■ **Work instructions**: Rewrite the lines from the line with "Target: drinking glass" up to and including the line with "(1156, 552)", changing "drinking glass" to "water glass" and leaving all else as it is.

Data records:
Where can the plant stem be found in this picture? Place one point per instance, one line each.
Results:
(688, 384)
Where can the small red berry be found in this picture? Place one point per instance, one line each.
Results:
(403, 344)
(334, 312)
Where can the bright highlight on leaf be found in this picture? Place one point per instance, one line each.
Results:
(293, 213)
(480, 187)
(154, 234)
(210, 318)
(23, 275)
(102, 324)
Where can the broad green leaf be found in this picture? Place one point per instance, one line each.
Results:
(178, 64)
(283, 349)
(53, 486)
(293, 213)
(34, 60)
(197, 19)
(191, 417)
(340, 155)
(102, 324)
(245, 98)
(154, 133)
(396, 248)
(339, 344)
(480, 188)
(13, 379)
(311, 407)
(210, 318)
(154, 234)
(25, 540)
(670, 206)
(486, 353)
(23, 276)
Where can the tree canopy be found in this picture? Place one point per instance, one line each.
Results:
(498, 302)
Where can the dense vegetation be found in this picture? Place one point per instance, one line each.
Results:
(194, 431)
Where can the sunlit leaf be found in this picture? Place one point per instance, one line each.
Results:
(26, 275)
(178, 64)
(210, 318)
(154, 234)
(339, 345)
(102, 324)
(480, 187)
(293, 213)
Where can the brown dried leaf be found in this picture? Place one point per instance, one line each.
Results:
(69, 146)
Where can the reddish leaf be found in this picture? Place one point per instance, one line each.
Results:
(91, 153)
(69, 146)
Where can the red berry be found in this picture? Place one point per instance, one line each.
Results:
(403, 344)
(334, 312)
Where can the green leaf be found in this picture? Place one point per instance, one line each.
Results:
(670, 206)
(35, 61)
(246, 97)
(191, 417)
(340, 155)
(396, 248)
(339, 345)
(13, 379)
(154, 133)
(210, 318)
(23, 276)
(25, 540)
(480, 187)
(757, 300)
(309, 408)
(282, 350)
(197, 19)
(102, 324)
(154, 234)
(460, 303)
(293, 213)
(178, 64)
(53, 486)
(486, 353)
...
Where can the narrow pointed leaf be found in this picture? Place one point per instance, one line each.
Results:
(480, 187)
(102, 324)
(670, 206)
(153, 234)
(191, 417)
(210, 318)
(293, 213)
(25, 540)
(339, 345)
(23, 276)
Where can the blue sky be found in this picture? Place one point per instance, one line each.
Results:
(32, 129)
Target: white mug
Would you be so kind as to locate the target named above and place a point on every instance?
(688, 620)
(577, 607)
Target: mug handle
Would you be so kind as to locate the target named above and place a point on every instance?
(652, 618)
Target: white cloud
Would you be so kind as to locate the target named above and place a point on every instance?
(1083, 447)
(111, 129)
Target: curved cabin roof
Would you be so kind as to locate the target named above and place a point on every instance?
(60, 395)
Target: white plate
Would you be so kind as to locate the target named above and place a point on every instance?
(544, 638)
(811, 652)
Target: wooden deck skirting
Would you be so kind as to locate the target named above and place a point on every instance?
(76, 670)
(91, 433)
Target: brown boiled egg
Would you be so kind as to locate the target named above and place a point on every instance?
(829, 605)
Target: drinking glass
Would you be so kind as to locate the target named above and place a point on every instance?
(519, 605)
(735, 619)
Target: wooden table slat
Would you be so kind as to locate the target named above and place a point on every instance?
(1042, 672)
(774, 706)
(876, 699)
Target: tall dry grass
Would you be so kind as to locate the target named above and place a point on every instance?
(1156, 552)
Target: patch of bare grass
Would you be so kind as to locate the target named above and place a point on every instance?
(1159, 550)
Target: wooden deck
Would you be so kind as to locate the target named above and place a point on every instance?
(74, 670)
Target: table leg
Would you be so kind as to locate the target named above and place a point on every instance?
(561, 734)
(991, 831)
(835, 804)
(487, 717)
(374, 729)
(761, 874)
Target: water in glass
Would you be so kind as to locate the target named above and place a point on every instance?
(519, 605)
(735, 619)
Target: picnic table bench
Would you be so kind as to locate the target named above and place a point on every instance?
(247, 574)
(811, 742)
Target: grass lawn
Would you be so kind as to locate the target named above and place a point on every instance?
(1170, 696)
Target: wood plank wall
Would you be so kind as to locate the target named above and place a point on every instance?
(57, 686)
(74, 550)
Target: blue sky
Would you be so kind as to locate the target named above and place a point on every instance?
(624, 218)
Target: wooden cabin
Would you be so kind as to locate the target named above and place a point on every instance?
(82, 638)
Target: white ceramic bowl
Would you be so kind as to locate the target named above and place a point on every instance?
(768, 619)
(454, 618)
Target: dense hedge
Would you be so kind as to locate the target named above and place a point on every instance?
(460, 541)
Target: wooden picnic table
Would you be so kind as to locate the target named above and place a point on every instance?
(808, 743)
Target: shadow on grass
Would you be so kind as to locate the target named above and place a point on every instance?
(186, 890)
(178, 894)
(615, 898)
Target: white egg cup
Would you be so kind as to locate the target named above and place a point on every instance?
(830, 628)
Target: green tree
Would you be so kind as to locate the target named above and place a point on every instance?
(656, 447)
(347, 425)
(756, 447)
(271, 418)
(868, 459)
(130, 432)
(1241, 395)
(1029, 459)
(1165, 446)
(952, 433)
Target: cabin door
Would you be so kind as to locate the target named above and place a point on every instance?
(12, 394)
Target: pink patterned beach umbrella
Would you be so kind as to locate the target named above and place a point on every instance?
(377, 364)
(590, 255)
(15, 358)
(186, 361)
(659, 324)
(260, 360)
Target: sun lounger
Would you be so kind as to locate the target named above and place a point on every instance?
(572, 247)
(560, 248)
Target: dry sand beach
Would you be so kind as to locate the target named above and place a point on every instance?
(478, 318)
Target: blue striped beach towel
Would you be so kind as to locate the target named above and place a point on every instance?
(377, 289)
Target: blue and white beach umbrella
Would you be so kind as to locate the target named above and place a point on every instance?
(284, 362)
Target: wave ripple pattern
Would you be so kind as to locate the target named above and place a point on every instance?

■ **Right answer**:
Target: water glass
Would you be so kind as to locate the target named above and place a point on every instance?
(519, 605)
(735, 619)
Target: wooden table slat
Would you be so kind as to locate the target named above and place a point on every instance?
(1042, 672)
(774, 706)
(876, 699)
Target: tall dry grass
Would you be so kind as to locate the target named above and place a point on every instance?
(1156, 552)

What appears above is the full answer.